:: DATA TO EXAMINE ::

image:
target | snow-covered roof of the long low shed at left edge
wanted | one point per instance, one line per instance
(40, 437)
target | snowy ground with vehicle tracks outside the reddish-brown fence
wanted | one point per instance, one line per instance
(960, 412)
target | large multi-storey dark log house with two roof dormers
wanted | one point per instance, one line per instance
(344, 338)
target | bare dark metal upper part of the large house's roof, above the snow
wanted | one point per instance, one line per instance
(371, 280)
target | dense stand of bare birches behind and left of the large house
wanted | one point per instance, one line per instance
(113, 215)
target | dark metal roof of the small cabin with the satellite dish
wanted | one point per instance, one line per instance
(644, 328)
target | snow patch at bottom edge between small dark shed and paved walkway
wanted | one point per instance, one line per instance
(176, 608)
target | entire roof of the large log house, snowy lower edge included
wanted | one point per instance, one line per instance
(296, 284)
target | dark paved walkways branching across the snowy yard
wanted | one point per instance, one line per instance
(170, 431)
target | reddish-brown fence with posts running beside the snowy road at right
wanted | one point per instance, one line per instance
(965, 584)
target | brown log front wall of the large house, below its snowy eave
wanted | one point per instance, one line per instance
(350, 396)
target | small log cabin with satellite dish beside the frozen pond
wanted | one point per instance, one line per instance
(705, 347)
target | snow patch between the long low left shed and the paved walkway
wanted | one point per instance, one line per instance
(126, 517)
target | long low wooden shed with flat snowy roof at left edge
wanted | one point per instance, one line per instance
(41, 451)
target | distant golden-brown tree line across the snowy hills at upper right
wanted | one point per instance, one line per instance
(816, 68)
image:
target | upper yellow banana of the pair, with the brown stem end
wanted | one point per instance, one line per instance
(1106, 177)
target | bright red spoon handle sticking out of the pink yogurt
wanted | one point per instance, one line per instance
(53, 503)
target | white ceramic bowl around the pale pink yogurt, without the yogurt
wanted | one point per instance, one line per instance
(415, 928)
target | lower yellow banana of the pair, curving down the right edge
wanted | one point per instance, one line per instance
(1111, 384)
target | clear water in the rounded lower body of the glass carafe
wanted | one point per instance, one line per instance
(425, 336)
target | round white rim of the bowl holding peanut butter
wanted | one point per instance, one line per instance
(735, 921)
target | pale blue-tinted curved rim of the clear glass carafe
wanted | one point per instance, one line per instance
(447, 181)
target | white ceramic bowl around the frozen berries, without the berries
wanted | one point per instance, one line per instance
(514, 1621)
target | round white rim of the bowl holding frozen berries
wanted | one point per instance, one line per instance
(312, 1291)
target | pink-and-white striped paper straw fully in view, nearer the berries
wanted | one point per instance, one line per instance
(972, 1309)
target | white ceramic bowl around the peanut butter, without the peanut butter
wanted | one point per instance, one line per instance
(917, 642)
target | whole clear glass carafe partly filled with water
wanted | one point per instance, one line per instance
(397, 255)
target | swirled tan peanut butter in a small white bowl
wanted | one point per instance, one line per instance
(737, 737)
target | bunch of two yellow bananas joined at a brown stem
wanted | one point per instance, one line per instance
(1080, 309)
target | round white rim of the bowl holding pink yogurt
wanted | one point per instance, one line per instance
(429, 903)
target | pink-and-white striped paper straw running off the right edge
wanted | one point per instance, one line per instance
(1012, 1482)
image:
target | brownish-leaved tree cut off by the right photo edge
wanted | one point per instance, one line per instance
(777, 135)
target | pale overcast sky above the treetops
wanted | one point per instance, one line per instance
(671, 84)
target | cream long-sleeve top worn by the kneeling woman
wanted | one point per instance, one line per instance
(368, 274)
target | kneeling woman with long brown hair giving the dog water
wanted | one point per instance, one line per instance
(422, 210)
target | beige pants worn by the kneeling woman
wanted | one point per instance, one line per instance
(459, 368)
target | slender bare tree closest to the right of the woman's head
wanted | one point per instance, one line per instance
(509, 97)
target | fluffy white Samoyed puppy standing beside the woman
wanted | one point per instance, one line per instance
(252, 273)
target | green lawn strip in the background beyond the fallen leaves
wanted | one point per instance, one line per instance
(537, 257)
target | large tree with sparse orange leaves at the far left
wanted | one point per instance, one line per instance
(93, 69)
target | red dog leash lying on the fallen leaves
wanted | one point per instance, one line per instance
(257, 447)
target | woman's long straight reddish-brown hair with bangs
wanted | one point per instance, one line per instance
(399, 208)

:::

• WORK TASK: Print exactly the lines above, between the one holding "target | pale overcast sky above the treetops" and the one holding "target | green", inclusive, and nothing besides.

• EXPECTED ANSWER:
target | pale overcast sky above the treetops
wanted | one point per instance, one line per instance
(671, 84)
target | cream long-sleeve top worn by the kneeling woman
wanted | one point per instance, one line per instance
(368, 274)
target | kneeling woman with long brown hair giving the dog water
wanted | one point per instance, one line per instance
(422, 210)
target | beige pants worn by the kneeling woman
wanted | one point per instance, one line per instance
(459, 368)
target | slender bare tree closest to the right of the woman's head
wanted | one point per instance, one line per instance
(509, 97)
target | fluffy white Samoyed puppy standing beside the woman
wanted | one point per instance, one line per instance
(252, 273)
target | green lawn strip in the background beyond the fallen leaves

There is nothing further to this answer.